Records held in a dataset
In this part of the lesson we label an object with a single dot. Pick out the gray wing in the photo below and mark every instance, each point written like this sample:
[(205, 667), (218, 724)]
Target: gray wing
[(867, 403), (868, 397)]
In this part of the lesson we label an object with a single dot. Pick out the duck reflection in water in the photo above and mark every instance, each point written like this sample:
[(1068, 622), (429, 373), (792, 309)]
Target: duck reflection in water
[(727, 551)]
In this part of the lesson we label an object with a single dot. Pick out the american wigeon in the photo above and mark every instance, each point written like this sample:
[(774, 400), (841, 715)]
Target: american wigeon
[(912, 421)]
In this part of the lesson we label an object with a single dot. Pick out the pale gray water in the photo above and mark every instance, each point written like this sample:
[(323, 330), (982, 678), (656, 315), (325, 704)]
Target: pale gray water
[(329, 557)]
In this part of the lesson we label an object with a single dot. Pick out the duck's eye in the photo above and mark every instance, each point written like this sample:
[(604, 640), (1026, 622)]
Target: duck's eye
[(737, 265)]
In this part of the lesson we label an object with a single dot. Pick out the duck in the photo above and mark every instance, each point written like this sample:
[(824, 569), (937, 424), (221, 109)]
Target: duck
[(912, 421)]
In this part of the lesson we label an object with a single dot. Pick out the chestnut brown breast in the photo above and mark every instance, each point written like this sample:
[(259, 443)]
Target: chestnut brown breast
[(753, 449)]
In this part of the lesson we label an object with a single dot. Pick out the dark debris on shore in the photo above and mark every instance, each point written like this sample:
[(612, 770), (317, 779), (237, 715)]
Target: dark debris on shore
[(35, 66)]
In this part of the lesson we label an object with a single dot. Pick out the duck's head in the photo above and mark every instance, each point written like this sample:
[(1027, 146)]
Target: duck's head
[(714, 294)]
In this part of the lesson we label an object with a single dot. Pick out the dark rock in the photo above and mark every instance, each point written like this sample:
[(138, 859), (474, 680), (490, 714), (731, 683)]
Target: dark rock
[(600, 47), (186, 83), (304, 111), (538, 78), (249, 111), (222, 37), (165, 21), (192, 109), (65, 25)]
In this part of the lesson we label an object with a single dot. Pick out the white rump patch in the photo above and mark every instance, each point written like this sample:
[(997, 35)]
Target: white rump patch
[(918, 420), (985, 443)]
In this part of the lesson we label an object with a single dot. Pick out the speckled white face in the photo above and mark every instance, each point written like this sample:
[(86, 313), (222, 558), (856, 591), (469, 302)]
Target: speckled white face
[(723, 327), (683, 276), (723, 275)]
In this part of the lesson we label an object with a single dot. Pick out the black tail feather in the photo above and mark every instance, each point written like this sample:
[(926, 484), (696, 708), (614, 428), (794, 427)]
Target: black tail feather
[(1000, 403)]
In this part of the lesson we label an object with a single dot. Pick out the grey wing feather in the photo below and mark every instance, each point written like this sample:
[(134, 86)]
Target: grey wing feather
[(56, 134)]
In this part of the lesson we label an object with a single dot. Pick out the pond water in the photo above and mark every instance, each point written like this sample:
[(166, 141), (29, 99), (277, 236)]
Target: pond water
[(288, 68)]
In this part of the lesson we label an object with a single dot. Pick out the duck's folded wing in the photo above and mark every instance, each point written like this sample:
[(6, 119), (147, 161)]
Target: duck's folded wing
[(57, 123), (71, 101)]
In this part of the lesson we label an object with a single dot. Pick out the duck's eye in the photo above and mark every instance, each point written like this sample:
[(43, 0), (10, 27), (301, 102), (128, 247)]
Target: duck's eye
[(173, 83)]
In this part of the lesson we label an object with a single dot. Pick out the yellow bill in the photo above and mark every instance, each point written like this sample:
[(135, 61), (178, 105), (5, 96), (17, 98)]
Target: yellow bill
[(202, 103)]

Brief: Reproduce every one of the records above word for word, with nothing left out or changed.

Correct result:
In this part of the lesson we label an object with a single dot. Pick out the gray wing in the photo below and mark every instance, each point written like this sample:
[(205, 667), (218, 724)]
Target: gray wing
[(867, 403), (868, 397)]
In this part of the lesson we label an object with a single dot. Pick out the duck reflection in water in the photo above and mark every instance, each point written like this sample:
[(1068, 622), (429, 373), (792, 309)]
Target: duck reflection in water
[(727, 551)]
In this part of the lesson we label an object with a single dot. Pick out the american wigeon in the photo above and mark every instance, each point written like this sample:
[(774, 400), (841, 715)]
Target: american wigeon
[(912, 421)]
In this part of the lesson we label an object with a single dot. Pick out the pale gray water in the photo above and mark every instance, each point written like this sample:
[(323, 330), (982, 678), (656, 315), (325, 704)]
Target: pale gray water
[(329, 557)]
In this part of the lesson we label an object with a single dot. Pick out the duck's eye in the photo above and mark every instance, each point written like this sample:
[(604, 640), (1026, 622)]
Target: duck's eye
[(737, 265)]
In this part of the lesson we label an object with a single dot. Pick out the duck in the photo above and mark every instance, each point written like this sample:
[(824, 569), (937, 424), (221, 109)]
Target: duck
[(912, 421)]
In this part of the lesson we label an object with a single dot. Pick out the chestnut brown breast in the photo above and mark every instance, each point written like this sample:
[(259, 443)]
Target: chestnut brown breast
[(753, 449)]
In this part of the lesson we label an object with a single dot. Pick out the dark debris on shore in the photo above and mark every instance, each point written like this sample:
[(612, 770), (317, 779), (237, 715)]
Target: dark debris on shore
[(35, 66)]
In this part of the lesson we label an object with a single dot. Pick out the duck's head in the photo above and mark every instance, each point written like this sample:
[(1027, 146)]
Target: duck's head
[(714, 294)]
In this part of the lesson we label an object with a single dot. Pick out the dark rock in the photo above and mark every instance, each point written like this sample:
[(138, 859), (474, 680), (490, 714), (731, 683)]
Target: dark rock
[(600, 47), (186, 83), (304, 111), (538, 78), (249, 111), (222, 37), (165, 21), (192, 109), (65, 25)]
In this part of the lesson we label an object with a single dot. Pick out the white rump patch in the photo above and mark every instance, each point written like this sample:
[(997, 35)]
Target: white rump patch
[(918, 420), (985, 443)]
In this part of the lesson we label an object with a single dot. Pick out the speckled white face in the photo above and mark every instance, each point written like this sample:
[(86, 313), (222, 558), (856, 591), (469, 302)]
Target: speckled white face
[(723, 327), (683, 276), (723, 275)]
In this part of the lesson we label an object with a single dot. Pick out the black tail feather in the photo above and mark every instance, each point written like this sample:
[(926, 484), (696, 708), (614, 428), (794, 427)]
Target: black tail feather
[(1000, 403)]
In this part of the lesson we label an object with a single dot. Pick out the grey wing feather in the photo below and mark every instance, each point written like this sample:
[(134, 86)]
Target: grey wing feather
[(56, 134)]
In this part of the lesson we label an object with a single dot. Pick out the pond water in the photo above and mark every instance, each point written like this sample:
[(166, 141), (29, 99), (277, 236)]
Target: pond water
[(288, 68)]
In this part of the lesson we label an object with a single dot. Pick out the duck's folded wing in the photo above and mark every instance, each point written like this sample:
[(6, 119), (147, 161)]
Target: duck's folded wing
[(57, 123), (71, 101)]
In this part of the lesson we label an object with a single dot. Pick out the duck's eye in the photo above and mark every instance, each point written like this sample:
[(43, 0), (10, 27), (301, 102), (128, 247)]
Target: duck's eye
[(173, 83)]
In this part of the lesson we label an object with a single dot. Pick out the yellow bill in the photo above and mark every instance, each point written like this sample:
[(135, 61), (178, 105), (5, 96), (17, 98)]
Target: yellow bill
[(202, 103)]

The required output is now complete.